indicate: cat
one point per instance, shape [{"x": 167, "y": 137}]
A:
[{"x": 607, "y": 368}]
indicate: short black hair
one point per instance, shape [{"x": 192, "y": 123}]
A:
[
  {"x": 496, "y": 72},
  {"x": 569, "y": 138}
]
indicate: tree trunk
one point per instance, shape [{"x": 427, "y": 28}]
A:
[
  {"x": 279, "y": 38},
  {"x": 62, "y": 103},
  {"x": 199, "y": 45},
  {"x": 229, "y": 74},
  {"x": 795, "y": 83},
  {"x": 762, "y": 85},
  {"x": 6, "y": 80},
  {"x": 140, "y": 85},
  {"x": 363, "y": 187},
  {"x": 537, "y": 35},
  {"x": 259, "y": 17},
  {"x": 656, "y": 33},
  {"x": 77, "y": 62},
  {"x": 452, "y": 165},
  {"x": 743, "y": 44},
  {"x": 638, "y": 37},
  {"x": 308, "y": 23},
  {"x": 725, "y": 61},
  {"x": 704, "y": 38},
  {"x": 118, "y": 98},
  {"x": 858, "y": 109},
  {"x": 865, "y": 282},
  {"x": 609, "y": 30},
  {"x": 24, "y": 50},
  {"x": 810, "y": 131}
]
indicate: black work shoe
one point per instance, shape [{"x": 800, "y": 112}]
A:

TASK GOAL
Copy every line of the entries above word for word, leaving nothing out and changing nothing.

FULL OUTPUT
indicate: cat
one point per instance, shape [{"x": 167, "y": 137}]
A:
[{"x": 607, "y": 368}]
indicate: short black hair
one point per instance, shape [{"x": 192, "y": 123}]
A:
[
  {"x": 496, "y": 72},
  {"x": 569, "y": 138}
]
indicate: tree trunk
one point per instance, shape [{"x": 427, "y": 28}]
A:
[
  {"x": 279, "y": 38},
  {"x": 62, "y": 103},
  {"x": 199, "y": 45},
  {"x": 229, "y": 74},
  {"x": 795, "y": 83},
  {"x": 762, "y": 85},
  {"x": 6, "y": 80},
  {"x": 140, "y": 85},
  {"x": 363, "y": 187},
  {"x": 537, "y": 35},
  {"x": 259, "y": 17},
  {"x": 656, "y": 33},
  {"x": 77, "y": 62},
  {"x": 452, "y": 165},
  {"x": 743, "y": 44},
  {"x": 638, "y": 37},
  {"x": 308, "y": 23},
  {"x": 725, "y": 61},
  {"x": 704, "y": 38},
  {"x": 118, "y": 98},
  {"x": 858, "y": 109},
  {"x": 865, "y": 282},
  {"x": 609, "y": 30},
  {"x": 24, "y": 50},
  {"x": 810, "y": 131}
]
indicate: black work shoe
one point per instance, shape [{"x": 800, "y": 112}]
A:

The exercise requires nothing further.